• [INFORMATION SHOWN]:

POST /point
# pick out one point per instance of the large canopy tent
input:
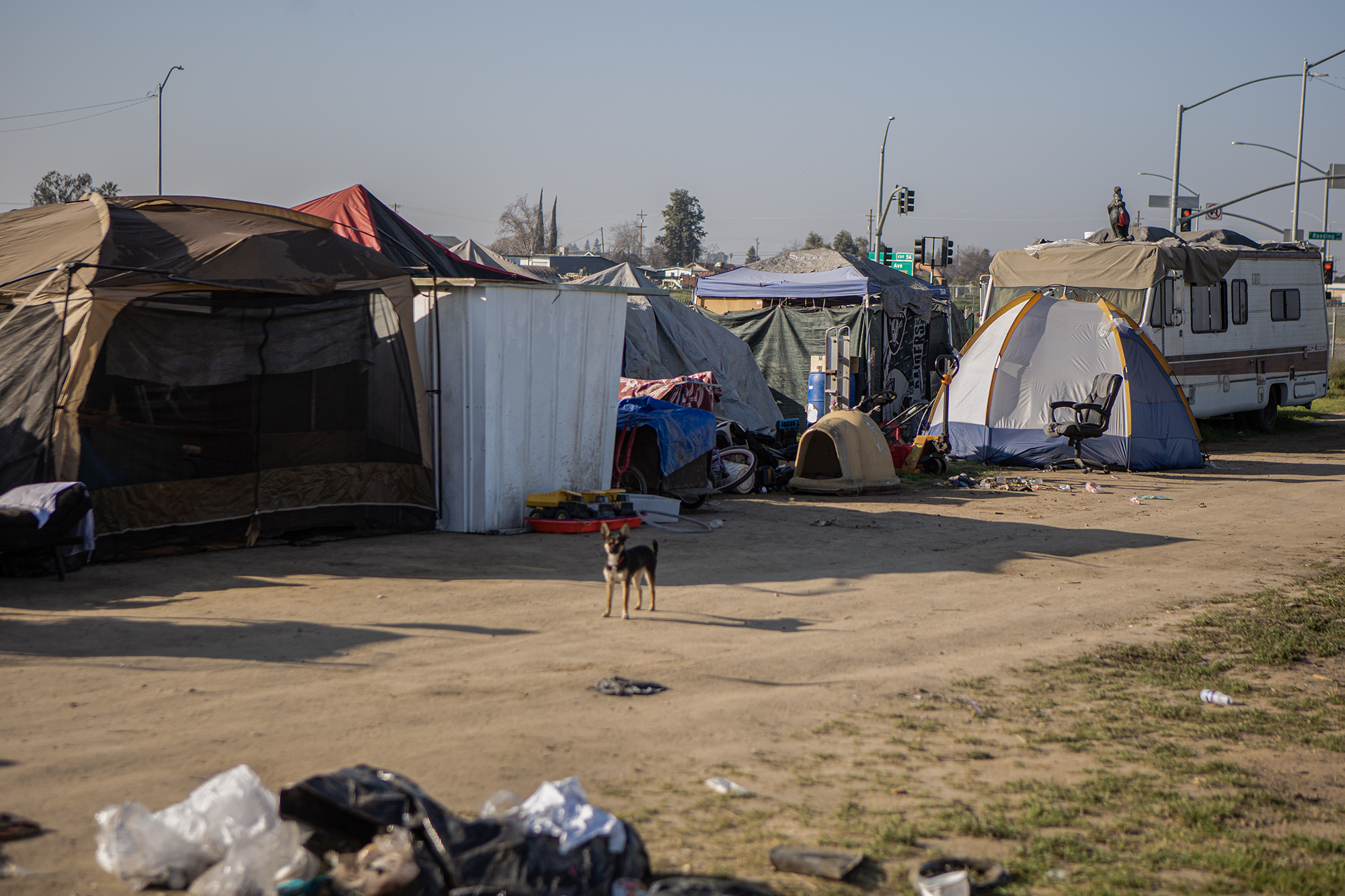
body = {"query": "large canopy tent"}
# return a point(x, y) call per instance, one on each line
point(1042, 349)
point(358, 214)
point(225, 366)
point(1120, 272)
point(665, 338)
point(809, 292)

• [TASK]: Copy all of the records above verbatim, but leave out the pictures.

• [COMPLETED TASK]:
POST /point
# pick out one point per instance of the large canopy tent
input:
body = {"query": "large canopy tent"}
# return a point(x, y) call per instance, one on each line
point(1042, 349)
point(358, 214)
point(225, 366)
point(1120, 272)
point(665, 338)
point(809, 292)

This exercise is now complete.